### Text passage

++++++++

Norm Hill

Profile
- Position: End

Personal information
- Born: November 8, 1928 Winnipeg, Manitoba, Canada
- Died: January 18, 2020 (aged 91) Winnipeg, Manitoba, Canada
- Listed height: 6 ft 2 in (1.88 m)
- Listed weight: 200 lb (91 kg)

Career history
- 1948–1950: Calgary Stampeders
- 1951–1953: Winnipeg Blue Bombers
- 1954: Calgary Stampeders

Awards and highlights
- Grey Cup champion (1948);

= Norm Hill =

Canadian football player (1928–2020)

Norman Charles Hill, M.D, M.Sc (November 8, 1928 – January 18, 2020) was a Canadian professional football player and neurosurgeon. He played for the Calgary Stampeders and the Winnipeg Blue Bombers. He won the Grey Cup with the Stampeders in 1948. He previously played football at and attended the University of Manitoba (where he would also receive his Medical Degree in 1952.)

++++++++

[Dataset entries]
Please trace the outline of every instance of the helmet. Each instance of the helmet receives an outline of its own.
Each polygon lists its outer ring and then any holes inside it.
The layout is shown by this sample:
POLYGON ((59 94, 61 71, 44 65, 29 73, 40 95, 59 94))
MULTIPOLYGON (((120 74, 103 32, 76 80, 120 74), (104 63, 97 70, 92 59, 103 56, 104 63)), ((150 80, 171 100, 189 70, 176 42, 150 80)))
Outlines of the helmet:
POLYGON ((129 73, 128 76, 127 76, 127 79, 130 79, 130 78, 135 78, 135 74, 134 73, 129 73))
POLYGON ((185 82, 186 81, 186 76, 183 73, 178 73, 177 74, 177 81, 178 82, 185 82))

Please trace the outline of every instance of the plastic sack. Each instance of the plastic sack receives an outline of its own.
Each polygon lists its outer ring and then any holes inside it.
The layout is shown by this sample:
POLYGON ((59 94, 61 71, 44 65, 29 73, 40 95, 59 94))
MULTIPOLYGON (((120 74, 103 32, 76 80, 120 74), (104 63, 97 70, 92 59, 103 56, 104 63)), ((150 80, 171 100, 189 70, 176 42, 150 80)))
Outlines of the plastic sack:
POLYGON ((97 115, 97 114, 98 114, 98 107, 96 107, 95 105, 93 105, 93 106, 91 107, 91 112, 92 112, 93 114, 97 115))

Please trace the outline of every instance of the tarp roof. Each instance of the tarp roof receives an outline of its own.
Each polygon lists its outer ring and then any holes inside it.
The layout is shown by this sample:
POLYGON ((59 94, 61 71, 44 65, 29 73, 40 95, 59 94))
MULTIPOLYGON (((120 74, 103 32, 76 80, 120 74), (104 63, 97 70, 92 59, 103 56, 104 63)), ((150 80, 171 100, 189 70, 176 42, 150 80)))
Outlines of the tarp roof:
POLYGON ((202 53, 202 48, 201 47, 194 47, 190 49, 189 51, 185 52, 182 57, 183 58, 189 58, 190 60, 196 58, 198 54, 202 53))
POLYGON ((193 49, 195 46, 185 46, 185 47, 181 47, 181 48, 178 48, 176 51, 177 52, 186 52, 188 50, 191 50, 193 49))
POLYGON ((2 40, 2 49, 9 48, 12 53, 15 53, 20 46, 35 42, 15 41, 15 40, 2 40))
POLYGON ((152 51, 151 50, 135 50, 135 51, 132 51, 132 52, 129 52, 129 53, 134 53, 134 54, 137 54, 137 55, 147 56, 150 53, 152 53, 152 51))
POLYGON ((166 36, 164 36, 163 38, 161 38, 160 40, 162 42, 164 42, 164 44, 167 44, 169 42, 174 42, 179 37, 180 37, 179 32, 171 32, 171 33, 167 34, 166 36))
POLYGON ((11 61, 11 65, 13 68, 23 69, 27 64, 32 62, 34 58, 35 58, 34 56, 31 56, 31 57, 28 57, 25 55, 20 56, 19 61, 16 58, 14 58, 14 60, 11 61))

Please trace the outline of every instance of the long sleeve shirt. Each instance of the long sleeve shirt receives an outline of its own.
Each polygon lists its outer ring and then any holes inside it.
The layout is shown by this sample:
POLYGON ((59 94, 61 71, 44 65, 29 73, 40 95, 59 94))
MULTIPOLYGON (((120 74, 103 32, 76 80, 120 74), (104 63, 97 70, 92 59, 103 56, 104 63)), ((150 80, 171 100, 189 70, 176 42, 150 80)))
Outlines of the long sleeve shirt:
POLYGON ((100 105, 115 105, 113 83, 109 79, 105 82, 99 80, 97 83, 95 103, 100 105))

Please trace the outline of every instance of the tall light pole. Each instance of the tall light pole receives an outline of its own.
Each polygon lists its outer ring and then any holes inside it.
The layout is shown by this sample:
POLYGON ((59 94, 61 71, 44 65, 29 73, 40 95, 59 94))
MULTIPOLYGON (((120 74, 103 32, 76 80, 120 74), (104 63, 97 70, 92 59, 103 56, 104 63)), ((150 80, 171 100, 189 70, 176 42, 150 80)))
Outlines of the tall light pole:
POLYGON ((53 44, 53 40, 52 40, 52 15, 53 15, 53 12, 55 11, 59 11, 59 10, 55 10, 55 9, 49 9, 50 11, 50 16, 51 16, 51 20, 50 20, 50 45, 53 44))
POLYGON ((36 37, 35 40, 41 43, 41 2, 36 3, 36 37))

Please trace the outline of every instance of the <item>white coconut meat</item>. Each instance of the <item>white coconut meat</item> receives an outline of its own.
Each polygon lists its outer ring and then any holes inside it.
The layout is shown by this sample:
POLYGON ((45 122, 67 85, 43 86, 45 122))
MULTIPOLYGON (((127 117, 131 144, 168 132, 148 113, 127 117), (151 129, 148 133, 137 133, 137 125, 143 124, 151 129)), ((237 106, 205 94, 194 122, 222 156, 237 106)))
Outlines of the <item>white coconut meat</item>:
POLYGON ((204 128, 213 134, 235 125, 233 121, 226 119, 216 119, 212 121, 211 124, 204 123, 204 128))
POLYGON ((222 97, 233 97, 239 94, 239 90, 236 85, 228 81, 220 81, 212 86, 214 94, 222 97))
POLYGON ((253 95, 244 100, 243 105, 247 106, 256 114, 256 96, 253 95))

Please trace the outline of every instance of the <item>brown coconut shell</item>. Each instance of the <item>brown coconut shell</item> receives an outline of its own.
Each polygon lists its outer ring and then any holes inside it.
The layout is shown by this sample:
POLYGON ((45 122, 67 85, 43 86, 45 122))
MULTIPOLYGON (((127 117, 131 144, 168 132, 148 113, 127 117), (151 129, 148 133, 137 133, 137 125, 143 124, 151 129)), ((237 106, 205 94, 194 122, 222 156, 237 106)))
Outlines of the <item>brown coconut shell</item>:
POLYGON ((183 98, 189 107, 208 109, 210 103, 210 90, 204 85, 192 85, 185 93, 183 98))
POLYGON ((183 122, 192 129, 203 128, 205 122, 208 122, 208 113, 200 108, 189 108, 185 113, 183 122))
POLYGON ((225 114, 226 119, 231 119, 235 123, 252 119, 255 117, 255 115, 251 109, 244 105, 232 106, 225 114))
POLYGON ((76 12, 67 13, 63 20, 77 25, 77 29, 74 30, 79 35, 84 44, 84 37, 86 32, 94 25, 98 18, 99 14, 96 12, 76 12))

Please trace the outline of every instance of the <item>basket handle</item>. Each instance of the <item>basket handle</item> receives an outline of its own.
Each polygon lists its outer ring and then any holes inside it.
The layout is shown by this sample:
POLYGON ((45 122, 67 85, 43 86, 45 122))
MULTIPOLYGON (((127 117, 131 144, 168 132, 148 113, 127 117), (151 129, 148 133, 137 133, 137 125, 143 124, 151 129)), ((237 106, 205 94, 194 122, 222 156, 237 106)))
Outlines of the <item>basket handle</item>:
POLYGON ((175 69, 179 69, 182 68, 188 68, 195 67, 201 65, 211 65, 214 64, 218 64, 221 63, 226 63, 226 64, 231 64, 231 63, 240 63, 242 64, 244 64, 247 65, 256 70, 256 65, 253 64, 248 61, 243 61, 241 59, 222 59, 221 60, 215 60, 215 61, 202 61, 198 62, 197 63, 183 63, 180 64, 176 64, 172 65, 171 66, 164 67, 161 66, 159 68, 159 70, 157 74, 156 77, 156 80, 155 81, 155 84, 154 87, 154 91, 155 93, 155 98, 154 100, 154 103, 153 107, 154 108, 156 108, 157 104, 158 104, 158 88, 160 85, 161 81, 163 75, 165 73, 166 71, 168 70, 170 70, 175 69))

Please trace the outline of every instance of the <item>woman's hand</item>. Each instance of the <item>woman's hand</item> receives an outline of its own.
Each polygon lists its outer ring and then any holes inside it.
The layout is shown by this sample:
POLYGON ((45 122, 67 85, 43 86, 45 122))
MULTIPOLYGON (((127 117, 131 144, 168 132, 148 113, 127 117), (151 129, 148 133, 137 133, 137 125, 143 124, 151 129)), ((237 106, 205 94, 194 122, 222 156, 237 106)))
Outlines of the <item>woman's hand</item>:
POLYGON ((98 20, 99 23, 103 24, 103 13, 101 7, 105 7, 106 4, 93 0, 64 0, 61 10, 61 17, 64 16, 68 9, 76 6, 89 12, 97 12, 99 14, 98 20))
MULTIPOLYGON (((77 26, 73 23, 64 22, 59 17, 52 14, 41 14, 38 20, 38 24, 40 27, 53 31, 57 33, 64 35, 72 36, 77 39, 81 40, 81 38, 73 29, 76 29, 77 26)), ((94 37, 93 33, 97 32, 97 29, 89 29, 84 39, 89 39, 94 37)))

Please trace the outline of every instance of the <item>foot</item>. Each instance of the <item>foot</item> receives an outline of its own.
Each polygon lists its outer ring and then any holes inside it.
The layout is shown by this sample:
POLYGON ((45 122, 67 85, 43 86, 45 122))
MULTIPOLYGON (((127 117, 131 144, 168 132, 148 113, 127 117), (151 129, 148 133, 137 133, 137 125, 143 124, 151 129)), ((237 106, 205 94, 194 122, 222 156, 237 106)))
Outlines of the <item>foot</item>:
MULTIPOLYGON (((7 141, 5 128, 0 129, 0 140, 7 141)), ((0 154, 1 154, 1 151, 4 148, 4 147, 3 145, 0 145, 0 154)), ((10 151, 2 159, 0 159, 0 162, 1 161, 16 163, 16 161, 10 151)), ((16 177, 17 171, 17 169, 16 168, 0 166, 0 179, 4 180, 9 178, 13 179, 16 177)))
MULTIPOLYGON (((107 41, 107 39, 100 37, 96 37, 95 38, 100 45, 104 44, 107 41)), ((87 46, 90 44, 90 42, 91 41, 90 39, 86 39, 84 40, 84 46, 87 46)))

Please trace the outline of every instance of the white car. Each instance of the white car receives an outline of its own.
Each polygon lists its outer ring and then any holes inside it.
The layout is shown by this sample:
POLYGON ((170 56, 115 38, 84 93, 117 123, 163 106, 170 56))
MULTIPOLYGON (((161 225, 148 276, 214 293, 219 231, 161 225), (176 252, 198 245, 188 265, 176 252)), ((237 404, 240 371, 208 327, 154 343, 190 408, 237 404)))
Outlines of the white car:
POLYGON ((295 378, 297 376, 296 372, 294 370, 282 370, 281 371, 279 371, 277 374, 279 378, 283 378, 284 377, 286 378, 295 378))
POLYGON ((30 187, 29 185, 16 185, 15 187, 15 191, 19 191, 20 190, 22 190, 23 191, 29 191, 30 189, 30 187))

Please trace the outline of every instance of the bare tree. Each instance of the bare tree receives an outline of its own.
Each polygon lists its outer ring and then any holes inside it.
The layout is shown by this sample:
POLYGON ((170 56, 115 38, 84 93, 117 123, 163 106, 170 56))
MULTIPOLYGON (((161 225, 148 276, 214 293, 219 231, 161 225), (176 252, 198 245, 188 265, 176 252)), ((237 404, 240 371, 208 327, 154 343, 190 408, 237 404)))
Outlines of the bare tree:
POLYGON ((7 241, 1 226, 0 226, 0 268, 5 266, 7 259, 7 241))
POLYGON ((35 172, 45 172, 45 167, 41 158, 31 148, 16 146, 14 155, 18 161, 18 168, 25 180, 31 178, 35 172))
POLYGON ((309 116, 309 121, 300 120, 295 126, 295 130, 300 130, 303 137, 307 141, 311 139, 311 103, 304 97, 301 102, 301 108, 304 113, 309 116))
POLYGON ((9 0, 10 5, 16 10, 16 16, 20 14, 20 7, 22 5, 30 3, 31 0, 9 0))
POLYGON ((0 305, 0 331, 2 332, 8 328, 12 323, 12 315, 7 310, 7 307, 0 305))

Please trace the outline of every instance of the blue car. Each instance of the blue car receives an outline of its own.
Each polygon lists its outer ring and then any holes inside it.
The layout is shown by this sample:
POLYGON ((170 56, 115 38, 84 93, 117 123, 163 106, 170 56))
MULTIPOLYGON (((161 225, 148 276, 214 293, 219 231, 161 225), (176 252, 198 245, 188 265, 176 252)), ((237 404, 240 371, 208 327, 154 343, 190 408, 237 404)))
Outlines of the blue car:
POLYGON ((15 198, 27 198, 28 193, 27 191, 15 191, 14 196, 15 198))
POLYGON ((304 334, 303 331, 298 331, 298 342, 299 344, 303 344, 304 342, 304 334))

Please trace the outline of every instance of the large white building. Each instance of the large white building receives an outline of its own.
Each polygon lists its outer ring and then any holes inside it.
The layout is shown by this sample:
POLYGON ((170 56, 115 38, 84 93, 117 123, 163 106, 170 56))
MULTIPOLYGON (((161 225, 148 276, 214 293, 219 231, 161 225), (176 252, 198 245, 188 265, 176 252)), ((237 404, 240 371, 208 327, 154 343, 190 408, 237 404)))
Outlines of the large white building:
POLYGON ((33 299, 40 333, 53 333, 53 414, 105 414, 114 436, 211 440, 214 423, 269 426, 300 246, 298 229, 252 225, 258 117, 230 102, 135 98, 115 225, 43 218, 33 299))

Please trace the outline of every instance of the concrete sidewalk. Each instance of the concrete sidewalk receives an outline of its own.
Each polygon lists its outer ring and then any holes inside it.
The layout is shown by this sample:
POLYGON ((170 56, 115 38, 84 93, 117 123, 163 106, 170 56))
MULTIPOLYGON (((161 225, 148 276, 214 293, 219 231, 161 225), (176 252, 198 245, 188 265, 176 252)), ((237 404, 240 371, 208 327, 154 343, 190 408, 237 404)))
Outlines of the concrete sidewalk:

++++++++

### Exercise instructions
[a] In the Norm Hill profile, in what year did he receive his Medical Degree from the University of Manitoba?
[b] Extend the Norm Hill profile, picking up after its final sentence.

### Set of answers
[a] 1952

[b]
In 1958, Hill would do a residency program in neurosurgery at Mayo Clinic, returning to Canada afterwards. During his tenure as the head of Neurosurgery at the Health Sciences Centre and St. Boniface Hospital, he introduced CAT scan machines into his practice, becoming the first to do so in Winnipeg.